В августе 1946 года в Лаборатории № 2 (как называли тогда Институт атомной энергии) был запущен первый советский реактор. С этого началось создание нашей атомной промышленности и научных центров для работ над Бомбой. Физики, привлеченные к атомному проекту, имели право продолжать и свои мирные исследования –    в отличие от американских специалистов, которые были изолированы от всего мира и на время полностью прекратили научную деятельность. За годы атомного проекта наша физика не потеряла позиций в науке. Например, в физике низких температур – Институт физпроблем как был лидером в мировой физике, так и остался. Мы печатали статьи в научных журналах, я сделал обе диссертации по физике низких температур – кандидатскую и докторскую.

В нашем же Институте это началось так. В декабре 1946 года меня перевели из аспирантов в младшие научные сотрудники, и Ландау объявил, что я буду заниматься вместе с ним атомной бомбой. В это время в теоротделе Ландау было всего два сотрудника: Е. М. Лифшиц и я. Задача, которую поручил нам Ландау, была связана с большим объемом численных расчетов. Поэтому при теоротделе создали вычислительное бюро: двадцать-тридцать девушек, вооруженных немецкими электрическими арифмометрами, во главе с математиком Наумом Мейманом.

__________

**Задание 1:** Назовите всех людей, которые упомянуты по фамилии в отрывке выше о начале советского атомного проекта.

__________

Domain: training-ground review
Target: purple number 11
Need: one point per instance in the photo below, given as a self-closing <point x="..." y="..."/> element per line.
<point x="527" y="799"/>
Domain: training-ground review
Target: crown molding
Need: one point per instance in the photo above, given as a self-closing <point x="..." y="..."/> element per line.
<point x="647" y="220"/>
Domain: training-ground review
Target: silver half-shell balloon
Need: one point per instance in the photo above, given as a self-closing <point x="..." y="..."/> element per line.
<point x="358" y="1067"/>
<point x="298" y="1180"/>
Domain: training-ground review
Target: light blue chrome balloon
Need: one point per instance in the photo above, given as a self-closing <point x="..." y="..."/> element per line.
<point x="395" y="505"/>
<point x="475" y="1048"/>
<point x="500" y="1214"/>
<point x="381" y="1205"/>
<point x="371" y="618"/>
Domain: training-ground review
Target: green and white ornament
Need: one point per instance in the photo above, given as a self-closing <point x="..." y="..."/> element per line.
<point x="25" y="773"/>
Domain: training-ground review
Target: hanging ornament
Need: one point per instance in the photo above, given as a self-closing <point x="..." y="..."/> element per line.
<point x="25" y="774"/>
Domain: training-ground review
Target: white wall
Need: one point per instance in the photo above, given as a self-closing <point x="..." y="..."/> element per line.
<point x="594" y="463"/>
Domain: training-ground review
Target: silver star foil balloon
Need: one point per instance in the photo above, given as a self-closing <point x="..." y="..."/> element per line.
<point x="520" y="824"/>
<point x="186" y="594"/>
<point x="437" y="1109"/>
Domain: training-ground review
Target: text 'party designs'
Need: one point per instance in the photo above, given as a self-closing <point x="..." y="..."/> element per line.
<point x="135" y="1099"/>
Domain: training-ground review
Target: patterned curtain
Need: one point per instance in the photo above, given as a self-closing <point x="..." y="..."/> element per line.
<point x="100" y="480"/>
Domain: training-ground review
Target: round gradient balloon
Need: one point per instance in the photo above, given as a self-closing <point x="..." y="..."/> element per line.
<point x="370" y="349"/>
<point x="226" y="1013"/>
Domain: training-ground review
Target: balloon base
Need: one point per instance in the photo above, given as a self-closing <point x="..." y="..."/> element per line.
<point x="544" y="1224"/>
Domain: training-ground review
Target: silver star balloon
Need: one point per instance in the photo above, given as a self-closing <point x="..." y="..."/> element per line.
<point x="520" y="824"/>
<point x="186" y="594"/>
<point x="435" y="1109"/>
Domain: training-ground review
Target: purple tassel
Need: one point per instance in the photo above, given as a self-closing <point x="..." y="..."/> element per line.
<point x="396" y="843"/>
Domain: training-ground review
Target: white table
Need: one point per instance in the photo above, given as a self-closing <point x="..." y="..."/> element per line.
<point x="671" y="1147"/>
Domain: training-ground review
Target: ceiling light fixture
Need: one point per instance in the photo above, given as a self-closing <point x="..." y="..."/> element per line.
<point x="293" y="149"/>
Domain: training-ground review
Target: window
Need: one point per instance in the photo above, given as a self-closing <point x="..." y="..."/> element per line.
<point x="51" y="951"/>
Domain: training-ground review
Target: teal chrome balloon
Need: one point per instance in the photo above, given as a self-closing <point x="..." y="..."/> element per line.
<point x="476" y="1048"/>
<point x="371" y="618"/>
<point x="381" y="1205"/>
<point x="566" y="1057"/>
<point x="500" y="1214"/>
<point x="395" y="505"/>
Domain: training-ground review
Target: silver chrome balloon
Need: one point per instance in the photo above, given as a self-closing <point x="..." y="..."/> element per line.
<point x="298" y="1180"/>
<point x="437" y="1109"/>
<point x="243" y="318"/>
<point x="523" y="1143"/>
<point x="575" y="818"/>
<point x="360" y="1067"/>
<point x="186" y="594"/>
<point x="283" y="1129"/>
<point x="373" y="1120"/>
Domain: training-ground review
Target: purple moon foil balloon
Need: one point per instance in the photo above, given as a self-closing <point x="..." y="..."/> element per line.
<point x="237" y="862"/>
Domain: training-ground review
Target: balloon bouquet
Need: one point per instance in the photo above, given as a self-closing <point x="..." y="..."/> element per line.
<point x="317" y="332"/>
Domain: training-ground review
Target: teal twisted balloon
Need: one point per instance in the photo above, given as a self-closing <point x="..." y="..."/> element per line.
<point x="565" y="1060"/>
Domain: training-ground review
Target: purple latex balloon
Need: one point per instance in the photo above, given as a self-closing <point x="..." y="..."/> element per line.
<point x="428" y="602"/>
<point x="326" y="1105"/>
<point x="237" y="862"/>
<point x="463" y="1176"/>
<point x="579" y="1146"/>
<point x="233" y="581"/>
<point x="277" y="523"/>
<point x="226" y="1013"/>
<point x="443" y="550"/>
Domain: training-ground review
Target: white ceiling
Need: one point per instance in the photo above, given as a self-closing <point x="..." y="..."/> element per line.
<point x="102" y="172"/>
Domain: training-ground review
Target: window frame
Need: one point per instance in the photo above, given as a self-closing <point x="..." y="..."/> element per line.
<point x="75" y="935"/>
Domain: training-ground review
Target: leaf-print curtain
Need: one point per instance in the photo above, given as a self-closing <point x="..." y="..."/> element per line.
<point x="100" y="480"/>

__________

**Задание 2:** Приведите из строк выше каждую, где встречается слово «teal».

**Ожидаемый ответ 1:**
Ландау
Е. М. Лифшиц
Наум Мейман

**Ожидаемый ответ 2:**
Target: teal chrome balloon
Target: teal twisted balloon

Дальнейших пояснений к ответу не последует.